++++ Gegevensset
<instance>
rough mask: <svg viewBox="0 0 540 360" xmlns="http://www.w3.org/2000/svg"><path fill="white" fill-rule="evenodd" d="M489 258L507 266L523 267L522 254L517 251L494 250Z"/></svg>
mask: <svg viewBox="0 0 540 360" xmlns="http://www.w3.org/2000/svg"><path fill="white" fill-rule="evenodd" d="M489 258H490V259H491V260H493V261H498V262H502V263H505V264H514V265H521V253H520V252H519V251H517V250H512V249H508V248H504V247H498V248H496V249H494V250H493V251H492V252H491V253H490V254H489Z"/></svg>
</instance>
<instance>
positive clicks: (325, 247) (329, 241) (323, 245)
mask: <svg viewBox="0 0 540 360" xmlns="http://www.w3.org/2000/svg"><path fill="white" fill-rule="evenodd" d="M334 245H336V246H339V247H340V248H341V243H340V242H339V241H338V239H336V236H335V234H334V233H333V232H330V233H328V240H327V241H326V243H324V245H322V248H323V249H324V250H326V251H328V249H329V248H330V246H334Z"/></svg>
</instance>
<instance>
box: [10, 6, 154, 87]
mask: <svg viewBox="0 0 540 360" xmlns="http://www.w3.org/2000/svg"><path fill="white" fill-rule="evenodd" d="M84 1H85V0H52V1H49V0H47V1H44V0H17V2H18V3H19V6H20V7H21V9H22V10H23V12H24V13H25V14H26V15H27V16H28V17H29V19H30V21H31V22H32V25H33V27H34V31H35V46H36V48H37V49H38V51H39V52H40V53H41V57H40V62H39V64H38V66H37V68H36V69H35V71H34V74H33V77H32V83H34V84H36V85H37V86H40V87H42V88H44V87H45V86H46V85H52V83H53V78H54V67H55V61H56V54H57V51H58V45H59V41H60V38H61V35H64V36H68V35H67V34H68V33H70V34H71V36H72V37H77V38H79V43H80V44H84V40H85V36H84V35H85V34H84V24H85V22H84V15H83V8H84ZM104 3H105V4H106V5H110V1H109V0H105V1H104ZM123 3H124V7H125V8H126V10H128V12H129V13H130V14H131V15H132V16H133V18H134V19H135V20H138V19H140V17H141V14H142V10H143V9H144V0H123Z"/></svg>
++++++++
▸ **Opdracht**: Herschrijf alle records met "rough mask" vervangen door "coarse mask". Laat de rest ongewijzigd.

▸ **Antwoord**:
<instance>
coarse mask: <svg viewBox="0 0 540 360" xmlns="http://www.w3.org/2000/svg"><path fill="white" fill-rule="evenodd" d="M489 258L507 266L523 267L522 254L517 251L494 250Z"/></svg>
mask: <svg viewBox="0 0 540 360" xmlns="http://www.w3.org/2000/svg"><path fill="white" fill-rule="evenodd" d="M489 258H490V259H491V260H493V261H498V262H502V263H505V264H514V265H521V253H520V252H519V251H517V250H512V249H508V248H504V247H498V248H496V249H494V250H493V251H492V252H491V253H490V254H489Z"/></svg>
</instance>
<instance>
positive clicks: (325, 247) (329, 241) (323, 245)
mask: <svg viewBox="0 0 540 360" xmlns="http://www.w3.org/2000/svg"><path fill="white" fill-rule="evenodd" d="M334 245H336V246H339V247H340V248H341V243H340V242H339V241H338V239H336V236H335V234H334V233H333V232H330V233H328V240H327V241H326V243H324V245H322V248H323V249H324V250H326V251H328V249H329V248H330V246H334Z"/></svg>
</instance>
<instance>
box: [10, 6, 154, 87]
mask: <svg viewBox="0 0 540 360" xmlns="http://www.w3.org/2000/svg"><path fill="white" fill-rule="evenodd" d="M84 1H85V0H52V1H49V0H47V1H44V0H17V2H18V3H19V6H20V7H21V9H22V10H23V12H24V13H25V14H26V15H27V16H28V17H29V19H30V21H31V22H32V25H33V27H34V31H35V46H36V48H37V49H38V51H39V52H40V53H41V57H40V62H39V64H38V66H37V68H36V69H35V71H34V74H33V77H32V83H34V84H36V85H37V86H40V87H42V88H44V87H45V86H46V85H52V83H53V78H54V67H55V61H56V54H57V51H58V45H59V41H60V38H61V35H64V36H68V35H67V34H68V33H70V34H71V36H72V37H77V38H79V43H80V44H84V40H85V36H84V35H85V34H84V24H85V22H84V15H83V8H84ZM104 3H105V4H106V5H110V1H109V0H105V1H104ZM123 3H124V7H125V8H126V10H128V12H129V13H130V14H131V15H132V16H133V18H134V19H135V20H138V19H140V17H141V14H142V10H143V9H144V0H123Z"/></svg>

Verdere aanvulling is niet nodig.